**Data for processing:**
## Start

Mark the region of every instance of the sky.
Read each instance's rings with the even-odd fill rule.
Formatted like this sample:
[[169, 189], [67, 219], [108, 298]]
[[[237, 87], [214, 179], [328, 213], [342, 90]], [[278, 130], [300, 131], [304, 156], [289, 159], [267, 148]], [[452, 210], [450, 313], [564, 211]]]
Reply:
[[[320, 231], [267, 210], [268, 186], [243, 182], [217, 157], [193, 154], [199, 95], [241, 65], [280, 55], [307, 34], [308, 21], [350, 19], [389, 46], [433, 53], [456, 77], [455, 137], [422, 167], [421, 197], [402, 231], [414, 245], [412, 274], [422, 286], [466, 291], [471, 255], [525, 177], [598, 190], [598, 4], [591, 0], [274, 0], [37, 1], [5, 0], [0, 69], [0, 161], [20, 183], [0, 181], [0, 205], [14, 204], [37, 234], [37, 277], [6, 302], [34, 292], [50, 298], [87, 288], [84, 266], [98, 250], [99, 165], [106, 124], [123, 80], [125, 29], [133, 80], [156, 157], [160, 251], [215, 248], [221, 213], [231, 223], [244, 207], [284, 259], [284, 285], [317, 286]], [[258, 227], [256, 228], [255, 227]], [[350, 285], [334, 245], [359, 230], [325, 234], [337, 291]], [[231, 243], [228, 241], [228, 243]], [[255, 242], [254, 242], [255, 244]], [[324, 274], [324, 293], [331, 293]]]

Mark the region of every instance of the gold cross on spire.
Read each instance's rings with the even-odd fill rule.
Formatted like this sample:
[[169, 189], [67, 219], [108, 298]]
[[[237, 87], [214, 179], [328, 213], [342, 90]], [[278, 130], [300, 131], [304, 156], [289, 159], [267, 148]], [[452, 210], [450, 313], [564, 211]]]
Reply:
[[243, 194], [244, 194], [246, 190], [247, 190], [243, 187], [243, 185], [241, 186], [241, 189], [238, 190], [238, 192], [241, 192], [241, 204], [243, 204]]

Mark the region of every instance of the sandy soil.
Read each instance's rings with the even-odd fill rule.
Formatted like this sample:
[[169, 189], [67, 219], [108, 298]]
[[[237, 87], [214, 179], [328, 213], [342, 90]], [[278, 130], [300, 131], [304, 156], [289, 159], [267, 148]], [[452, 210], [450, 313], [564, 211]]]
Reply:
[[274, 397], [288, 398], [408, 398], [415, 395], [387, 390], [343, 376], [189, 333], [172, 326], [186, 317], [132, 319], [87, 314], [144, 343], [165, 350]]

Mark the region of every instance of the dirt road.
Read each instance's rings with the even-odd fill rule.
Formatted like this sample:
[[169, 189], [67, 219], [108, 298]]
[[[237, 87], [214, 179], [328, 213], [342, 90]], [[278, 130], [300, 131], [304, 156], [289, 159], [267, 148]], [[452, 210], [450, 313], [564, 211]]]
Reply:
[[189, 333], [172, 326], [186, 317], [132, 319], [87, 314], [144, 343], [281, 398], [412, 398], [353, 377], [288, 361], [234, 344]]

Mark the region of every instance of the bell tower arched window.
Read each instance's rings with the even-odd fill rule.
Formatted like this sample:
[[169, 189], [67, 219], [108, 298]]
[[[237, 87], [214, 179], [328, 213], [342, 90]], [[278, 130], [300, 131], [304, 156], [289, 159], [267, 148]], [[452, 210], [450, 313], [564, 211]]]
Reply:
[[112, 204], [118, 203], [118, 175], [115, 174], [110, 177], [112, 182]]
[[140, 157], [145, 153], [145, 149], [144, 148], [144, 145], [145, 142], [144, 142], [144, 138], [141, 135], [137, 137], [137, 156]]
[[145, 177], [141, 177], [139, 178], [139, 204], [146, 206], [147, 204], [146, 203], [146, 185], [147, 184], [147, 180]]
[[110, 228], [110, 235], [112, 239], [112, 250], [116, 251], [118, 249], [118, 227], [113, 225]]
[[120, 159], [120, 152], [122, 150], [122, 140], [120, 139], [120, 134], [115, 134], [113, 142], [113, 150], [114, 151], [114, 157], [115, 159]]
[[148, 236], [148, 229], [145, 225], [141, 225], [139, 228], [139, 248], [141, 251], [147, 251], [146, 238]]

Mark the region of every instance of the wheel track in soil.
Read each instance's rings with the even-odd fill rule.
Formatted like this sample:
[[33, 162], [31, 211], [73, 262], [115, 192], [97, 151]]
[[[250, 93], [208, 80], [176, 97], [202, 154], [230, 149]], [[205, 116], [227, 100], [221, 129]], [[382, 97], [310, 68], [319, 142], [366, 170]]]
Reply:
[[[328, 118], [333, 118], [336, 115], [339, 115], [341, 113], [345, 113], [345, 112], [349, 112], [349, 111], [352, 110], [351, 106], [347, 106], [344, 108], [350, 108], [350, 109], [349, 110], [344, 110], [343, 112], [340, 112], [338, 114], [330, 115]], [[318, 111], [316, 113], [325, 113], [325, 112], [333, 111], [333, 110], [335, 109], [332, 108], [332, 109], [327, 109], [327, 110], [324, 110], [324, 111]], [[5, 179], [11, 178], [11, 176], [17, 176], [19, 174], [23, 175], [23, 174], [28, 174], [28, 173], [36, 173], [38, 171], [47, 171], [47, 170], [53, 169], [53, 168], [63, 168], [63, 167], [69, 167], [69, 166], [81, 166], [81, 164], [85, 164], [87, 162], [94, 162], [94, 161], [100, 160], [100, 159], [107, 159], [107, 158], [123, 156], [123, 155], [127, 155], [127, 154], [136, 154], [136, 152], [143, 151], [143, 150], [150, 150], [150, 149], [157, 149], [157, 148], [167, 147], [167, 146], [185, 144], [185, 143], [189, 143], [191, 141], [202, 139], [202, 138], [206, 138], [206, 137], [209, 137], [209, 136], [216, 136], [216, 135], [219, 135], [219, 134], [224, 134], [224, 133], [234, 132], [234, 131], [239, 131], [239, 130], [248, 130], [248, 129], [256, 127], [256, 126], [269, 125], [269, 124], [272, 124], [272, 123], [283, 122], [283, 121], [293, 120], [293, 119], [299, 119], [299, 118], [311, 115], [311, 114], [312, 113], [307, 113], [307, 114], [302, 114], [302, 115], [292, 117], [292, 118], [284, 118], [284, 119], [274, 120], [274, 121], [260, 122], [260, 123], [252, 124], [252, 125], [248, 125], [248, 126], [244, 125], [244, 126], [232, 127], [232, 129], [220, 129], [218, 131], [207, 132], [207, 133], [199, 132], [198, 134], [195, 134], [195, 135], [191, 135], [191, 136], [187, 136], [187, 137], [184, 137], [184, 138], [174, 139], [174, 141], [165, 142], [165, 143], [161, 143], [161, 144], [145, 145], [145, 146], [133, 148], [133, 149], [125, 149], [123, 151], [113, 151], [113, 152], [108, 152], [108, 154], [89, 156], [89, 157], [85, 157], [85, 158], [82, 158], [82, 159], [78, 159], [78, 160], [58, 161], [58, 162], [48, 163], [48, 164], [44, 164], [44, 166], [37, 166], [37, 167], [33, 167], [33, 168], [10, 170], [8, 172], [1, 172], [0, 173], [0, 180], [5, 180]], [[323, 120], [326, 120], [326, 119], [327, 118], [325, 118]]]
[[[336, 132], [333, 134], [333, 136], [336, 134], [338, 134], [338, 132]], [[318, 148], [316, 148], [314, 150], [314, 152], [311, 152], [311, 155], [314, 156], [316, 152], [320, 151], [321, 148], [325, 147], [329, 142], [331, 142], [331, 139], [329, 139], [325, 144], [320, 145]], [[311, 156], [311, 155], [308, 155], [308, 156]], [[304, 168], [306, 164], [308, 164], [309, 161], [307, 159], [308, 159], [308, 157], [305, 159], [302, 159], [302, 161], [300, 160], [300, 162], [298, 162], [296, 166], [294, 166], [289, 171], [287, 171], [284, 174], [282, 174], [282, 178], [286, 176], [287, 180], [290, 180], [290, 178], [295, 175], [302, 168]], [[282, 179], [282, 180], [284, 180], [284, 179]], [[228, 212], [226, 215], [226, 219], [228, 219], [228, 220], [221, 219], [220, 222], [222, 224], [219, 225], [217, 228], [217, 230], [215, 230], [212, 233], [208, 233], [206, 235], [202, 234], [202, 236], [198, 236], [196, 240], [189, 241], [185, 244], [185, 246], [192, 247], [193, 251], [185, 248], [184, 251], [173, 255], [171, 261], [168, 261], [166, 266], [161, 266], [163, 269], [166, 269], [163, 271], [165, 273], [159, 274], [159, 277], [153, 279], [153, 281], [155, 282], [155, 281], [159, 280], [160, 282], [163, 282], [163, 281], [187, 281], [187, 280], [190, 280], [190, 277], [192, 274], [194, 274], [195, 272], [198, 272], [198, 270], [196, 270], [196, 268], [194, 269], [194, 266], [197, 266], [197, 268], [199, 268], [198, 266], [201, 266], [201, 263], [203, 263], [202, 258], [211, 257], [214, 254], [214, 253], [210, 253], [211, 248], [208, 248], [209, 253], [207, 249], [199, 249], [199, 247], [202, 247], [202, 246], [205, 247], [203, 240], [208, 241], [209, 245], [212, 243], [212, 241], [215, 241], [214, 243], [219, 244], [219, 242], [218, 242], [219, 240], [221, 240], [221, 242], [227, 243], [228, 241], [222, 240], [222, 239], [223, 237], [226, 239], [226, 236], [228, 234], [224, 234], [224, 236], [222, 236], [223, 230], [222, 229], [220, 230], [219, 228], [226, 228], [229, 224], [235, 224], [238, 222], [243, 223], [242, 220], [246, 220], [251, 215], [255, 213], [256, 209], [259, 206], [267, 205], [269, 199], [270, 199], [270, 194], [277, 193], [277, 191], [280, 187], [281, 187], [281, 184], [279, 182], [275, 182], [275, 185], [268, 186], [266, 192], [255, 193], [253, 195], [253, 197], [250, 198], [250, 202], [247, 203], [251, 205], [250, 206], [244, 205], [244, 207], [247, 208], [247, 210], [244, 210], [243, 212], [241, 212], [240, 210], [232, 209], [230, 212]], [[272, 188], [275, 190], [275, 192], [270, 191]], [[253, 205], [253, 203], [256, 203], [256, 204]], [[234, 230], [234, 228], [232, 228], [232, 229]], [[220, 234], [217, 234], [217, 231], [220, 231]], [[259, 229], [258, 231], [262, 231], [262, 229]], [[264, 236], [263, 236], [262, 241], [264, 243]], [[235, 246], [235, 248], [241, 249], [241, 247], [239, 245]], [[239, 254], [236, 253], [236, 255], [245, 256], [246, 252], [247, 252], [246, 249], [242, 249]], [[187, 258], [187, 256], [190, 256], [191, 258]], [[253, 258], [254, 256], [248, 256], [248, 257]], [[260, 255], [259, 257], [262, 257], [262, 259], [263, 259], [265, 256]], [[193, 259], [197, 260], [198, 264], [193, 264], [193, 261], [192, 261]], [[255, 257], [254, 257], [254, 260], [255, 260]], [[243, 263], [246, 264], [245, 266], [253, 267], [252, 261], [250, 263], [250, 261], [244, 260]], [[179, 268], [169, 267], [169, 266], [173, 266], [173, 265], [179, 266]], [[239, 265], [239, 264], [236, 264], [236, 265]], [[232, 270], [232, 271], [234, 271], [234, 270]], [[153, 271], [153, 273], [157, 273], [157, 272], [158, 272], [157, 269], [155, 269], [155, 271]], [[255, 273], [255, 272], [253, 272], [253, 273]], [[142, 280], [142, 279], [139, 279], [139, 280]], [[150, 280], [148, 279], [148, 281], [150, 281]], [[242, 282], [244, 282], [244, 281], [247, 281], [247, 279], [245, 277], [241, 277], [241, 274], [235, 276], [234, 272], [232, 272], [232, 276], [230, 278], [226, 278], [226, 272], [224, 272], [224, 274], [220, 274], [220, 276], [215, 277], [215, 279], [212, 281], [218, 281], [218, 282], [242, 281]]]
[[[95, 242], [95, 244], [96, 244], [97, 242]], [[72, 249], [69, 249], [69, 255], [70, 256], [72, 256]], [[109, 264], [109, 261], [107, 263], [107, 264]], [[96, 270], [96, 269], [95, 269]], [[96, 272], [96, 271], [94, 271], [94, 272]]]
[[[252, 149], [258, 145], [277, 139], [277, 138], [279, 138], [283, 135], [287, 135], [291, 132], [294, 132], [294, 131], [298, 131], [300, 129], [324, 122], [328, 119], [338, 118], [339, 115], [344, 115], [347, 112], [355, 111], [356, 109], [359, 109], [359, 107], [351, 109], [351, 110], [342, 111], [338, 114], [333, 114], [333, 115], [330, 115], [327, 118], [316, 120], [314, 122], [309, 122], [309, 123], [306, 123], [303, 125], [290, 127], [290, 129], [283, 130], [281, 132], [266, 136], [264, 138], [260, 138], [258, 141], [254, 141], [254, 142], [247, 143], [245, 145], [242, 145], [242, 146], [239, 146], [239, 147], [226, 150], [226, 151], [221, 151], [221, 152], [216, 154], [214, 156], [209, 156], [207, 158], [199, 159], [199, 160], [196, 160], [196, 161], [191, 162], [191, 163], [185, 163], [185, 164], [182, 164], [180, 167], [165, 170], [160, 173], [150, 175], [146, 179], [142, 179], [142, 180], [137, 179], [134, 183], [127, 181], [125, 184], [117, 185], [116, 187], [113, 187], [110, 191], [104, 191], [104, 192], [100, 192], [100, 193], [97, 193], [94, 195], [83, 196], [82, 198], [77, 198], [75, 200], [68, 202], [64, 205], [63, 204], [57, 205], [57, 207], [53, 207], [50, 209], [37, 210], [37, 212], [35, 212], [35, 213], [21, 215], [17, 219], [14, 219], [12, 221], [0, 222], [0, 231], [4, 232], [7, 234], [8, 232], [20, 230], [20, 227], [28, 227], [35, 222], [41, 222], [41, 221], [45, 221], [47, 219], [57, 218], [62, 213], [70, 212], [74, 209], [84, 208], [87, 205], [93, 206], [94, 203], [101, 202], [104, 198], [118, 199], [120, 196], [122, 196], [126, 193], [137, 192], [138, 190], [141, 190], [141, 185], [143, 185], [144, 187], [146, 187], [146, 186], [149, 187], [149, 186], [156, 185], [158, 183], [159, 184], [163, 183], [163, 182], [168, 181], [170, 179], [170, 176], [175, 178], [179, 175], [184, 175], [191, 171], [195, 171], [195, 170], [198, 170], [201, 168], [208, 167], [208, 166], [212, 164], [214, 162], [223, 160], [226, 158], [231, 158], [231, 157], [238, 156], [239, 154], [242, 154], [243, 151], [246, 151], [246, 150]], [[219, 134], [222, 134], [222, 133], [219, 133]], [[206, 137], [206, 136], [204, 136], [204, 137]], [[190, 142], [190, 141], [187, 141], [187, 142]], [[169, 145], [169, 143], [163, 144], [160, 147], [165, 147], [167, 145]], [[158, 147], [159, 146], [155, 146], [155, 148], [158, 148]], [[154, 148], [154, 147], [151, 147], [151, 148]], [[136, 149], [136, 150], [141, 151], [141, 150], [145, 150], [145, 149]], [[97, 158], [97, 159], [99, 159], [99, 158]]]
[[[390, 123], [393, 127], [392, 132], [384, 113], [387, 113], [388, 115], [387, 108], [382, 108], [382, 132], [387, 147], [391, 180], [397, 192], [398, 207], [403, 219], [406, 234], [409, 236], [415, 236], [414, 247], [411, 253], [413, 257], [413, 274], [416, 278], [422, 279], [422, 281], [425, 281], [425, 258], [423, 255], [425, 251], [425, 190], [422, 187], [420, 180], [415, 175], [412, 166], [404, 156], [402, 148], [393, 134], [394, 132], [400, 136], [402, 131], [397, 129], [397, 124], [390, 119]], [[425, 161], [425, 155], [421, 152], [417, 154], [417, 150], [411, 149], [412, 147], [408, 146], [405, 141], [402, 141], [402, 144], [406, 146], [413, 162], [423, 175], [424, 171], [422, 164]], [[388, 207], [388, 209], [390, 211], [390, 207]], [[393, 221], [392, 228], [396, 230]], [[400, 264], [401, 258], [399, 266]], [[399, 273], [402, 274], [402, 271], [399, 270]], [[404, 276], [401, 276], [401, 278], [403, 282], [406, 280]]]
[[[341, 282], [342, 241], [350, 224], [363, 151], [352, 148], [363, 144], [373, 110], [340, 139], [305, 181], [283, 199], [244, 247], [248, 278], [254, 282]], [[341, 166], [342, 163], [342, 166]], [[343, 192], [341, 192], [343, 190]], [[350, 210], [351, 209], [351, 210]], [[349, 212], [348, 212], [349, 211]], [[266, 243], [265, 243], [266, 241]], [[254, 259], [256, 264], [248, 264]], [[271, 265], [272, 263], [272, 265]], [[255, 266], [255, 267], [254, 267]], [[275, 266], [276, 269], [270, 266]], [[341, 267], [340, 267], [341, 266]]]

## End

**Stated task:**
Please return each line of the items above that contains the word "every".

**Solution:**
Mark the region of every instance of the sky.
Mark the region of every instance of the gold cross on spire.
Mark the region of every instance of the sandy soil.
Mark the region of every instance of the dirt road.
Mark the region of every instance of the bell tower arched window.
Mark the region of every instance of the wheel track in soil.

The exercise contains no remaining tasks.